— Begin —
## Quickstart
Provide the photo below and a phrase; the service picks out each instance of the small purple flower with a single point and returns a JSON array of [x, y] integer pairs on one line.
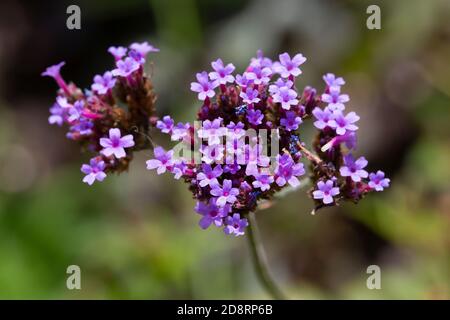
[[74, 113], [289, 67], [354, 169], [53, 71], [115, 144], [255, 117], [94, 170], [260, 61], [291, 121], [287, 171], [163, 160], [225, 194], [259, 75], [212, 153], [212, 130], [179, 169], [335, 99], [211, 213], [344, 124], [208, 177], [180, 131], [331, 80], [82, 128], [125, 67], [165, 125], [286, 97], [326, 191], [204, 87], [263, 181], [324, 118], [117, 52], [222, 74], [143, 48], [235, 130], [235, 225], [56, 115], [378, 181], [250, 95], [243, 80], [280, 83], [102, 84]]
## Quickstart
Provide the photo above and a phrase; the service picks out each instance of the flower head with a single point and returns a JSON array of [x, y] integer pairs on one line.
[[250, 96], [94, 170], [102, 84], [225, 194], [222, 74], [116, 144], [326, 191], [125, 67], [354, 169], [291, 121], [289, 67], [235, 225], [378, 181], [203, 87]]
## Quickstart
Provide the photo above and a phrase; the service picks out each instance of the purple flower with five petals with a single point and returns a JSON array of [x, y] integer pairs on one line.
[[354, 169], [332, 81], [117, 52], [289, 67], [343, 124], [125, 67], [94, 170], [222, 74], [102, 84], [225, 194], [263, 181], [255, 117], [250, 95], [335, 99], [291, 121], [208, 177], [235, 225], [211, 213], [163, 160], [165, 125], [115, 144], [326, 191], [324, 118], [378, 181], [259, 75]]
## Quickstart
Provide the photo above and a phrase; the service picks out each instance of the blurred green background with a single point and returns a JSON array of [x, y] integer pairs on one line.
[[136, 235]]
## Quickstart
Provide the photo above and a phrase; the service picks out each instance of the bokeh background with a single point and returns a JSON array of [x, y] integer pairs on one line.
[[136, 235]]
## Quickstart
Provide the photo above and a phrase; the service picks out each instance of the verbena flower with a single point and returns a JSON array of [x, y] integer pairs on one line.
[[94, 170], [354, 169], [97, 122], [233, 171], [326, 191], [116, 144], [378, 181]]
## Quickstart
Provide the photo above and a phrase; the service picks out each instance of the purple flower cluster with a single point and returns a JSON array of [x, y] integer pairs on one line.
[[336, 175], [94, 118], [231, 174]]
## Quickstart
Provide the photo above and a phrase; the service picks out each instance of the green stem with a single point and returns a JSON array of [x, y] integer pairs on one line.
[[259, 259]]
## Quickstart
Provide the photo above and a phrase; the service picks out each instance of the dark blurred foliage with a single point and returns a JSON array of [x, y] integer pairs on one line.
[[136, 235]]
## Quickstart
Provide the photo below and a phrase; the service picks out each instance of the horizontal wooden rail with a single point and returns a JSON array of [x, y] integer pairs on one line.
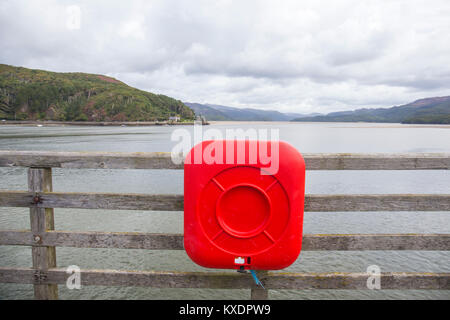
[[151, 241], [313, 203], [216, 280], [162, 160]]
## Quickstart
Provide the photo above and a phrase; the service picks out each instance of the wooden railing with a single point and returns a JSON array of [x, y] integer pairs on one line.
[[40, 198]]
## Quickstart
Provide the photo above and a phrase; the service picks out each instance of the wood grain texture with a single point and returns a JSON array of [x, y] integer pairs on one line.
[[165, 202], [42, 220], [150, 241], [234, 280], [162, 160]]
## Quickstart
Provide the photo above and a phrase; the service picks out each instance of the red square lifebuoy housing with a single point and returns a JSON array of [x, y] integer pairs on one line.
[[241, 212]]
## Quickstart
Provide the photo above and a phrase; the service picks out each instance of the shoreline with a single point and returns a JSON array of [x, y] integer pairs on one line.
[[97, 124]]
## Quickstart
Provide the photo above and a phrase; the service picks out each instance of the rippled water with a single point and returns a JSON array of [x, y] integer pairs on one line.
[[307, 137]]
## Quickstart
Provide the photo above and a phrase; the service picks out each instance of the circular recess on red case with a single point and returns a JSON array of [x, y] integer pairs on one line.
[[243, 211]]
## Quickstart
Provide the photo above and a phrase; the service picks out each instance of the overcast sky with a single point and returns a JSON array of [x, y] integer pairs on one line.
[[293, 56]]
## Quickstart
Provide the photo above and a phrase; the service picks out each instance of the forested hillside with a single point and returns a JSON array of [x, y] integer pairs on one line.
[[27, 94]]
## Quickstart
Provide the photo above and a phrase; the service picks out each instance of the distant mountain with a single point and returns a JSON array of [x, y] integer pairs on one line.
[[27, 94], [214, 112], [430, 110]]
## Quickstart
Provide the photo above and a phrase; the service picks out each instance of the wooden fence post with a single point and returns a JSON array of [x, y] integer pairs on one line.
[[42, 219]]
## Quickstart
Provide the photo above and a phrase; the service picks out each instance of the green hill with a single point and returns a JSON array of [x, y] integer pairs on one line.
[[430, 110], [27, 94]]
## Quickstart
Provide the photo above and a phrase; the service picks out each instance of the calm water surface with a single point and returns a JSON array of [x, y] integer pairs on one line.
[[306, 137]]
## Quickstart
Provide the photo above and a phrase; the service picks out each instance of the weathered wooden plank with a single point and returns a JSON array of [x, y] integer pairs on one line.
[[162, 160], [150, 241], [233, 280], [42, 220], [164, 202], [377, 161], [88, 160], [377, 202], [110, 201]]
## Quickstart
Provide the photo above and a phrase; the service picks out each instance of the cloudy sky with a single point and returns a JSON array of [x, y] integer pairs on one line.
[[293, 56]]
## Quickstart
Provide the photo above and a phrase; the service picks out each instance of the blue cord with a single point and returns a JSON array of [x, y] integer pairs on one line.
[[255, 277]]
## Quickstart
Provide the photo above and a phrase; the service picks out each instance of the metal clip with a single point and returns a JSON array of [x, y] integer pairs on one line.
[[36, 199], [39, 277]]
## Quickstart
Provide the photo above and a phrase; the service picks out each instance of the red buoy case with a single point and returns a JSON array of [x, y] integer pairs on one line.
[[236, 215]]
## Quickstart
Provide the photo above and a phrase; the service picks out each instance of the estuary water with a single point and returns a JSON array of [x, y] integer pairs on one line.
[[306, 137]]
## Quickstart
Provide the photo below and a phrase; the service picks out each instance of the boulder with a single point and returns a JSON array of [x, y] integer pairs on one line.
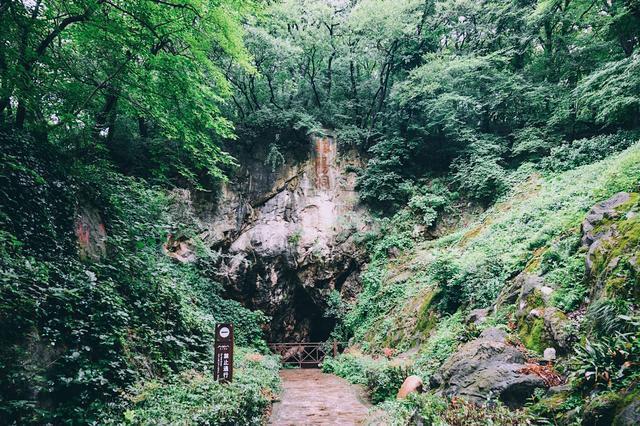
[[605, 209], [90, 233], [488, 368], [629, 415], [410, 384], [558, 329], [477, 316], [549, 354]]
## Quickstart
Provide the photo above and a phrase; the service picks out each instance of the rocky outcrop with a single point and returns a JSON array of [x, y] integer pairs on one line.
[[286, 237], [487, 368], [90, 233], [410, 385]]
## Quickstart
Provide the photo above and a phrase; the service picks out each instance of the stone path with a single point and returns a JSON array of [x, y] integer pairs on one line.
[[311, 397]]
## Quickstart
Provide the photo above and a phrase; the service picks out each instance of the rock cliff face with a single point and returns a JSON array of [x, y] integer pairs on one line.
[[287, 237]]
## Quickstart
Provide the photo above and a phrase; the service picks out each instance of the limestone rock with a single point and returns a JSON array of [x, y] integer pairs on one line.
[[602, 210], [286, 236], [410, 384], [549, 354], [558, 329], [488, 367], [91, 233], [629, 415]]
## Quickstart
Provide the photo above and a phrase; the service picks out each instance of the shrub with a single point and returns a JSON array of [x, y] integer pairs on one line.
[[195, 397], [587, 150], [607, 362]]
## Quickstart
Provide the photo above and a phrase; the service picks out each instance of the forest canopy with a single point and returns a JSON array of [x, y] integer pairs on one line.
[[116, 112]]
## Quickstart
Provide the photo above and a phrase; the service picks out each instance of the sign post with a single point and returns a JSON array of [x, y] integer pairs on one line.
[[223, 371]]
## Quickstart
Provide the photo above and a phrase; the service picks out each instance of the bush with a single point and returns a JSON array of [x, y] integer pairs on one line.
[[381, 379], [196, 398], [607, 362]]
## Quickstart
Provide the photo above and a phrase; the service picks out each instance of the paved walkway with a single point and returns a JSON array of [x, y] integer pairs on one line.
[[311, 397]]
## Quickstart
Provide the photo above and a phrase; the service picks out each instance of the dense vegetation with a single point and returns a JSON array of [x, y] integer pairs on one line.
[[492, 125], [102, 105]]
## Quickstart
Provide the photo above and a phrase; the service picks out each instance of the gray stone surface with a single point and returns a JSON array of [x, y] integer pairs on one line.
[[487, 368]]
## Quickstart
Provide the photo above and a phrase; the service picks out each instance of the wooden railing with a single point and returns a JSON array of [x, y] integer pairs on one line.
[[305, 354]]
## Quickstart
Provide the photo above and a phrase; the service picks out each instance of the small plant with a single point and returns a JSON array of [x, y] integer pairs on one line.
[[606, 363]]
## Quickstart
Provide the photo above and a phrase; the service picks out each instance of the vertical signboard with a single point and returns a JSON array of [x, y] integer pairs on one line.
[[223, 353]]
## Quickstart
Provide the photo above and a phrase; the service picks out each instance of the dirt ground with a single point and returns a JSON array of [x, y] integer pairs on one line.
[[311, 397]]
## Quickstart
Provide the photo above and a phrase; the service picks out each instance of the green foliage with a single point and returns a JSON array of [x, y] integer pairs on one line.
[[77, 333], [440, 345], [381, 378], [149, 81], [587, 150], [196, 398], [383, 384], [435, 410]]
— End —
— Begin —
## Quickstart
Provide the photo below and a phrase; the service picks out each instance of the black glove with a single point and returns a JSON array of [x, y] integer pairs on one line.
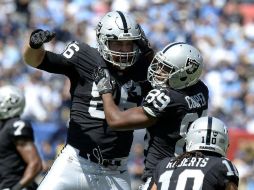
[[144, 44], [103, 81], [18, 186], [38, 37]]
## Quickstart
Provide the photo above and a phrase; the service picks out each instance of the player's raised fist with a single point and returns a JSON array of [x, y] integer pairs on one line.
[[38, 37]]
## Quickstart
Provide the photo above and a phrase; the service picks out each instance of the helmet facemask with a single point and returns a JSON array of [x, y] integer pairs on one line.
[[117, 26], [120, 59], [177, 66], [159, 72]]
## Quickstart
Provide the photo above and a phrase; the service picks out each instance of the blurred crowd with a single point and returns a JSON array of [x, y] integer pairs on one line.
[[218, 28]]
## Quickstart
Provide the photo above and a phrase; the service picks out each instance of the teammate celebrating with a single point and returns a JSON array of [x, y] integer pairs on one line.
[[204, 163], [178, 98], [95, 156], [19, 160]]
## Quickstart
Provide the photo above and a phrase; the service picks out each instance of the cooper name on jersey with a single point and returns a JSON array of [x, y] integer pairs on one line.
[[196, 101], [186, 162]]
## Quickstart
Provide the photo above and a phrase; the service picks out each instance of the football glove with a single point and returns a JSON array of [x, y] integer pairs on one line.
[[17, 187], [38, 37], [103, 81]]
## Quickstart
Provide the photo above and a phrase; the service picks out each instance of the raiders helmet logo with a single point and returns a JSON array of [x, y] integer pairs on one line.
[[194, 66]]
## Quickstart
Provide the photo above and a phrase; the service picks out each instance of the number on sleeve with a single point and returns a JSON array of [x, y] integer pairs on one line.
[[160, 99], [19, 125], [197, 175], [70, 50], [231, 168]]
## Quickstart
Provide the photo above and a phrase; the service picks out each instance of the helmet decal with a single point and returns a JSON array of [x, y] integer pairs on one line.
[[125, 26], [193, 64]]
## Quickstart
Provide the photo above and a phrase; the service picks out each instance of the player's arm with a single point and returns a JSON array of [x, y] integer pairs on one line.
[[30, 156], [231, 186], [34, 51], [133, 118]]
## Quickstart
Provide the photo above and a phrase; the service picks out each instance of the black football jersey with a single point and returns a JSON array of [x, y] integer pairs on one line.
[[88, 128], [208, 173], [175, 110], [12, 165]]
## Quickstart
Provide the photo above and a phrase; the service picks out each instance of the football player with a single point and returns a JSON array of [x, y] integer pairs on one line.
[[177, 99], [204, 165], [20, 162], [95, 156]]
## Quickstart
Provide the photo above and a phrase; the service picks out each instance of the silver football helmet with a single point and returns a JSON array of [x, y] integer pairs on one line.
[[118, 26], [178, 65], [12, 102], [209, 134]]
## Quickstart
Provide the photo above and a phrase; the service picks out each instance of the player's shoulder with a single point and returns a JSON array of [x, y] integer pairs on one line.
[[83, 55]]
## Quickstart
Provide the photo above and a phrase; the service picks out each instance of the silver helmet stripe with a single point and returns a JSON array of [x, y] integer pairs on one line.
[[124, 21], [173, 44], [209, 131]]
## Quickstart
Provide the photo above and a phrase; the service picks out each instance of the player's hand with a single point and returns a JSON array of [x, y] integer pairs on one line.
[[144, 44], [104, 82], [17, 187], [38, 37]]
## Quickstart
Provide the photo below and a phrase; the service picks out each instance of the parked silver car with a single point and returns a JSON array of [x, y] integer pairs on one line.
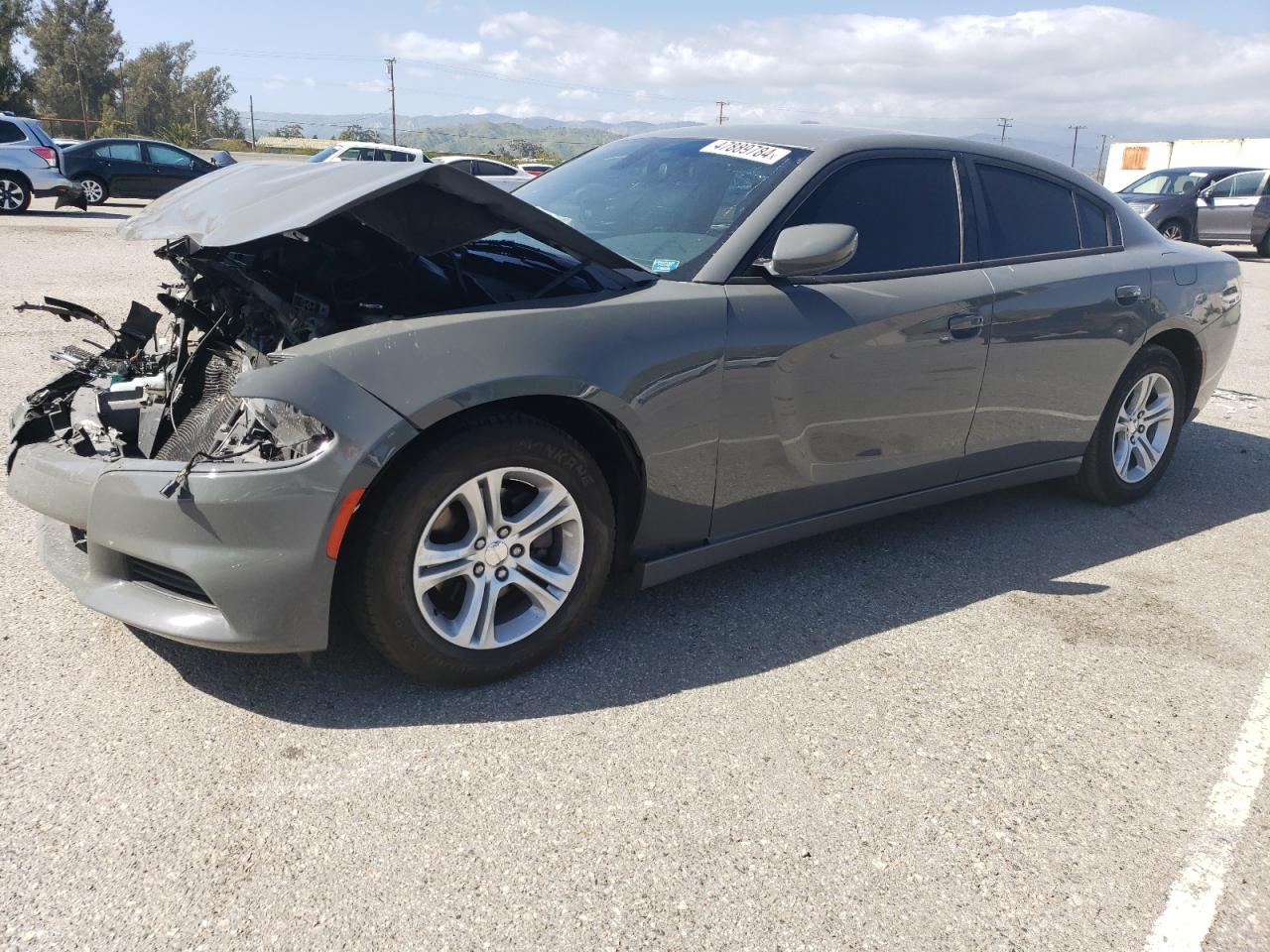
— End —
» **Exercise directions**: Pick out every line in the rows above that contains the word "wooden", and copy each such line in full. Case counts.

» **Answer in full**:
Provide the photo below and a phrase; the service picks out each instance of the horizontal wooden rail with a single point and returns a JSON array of [x, y] integer pairs on one line.
Provide the photo above and a phrase; the service picks out each instance of the wooden railing with a single point and returns a JSON array of [x, y] integer pairs on one line.
Provide the photo above and a phrase; the service picks out each instance of the wooden fence post with a single point and returns a JSON array of [x, y] integer pairs on one line.
Provide the photo above and a phrase; the service picks out each instance of the weathered wooden plank with a single point and returns a JSON array of [x, y] integer pairs on one line.
Provide the photo above and a phrase; the service picks out each instance of the wooden railing with a single point and returns a JSON array of [x, y] integer pairs on one line.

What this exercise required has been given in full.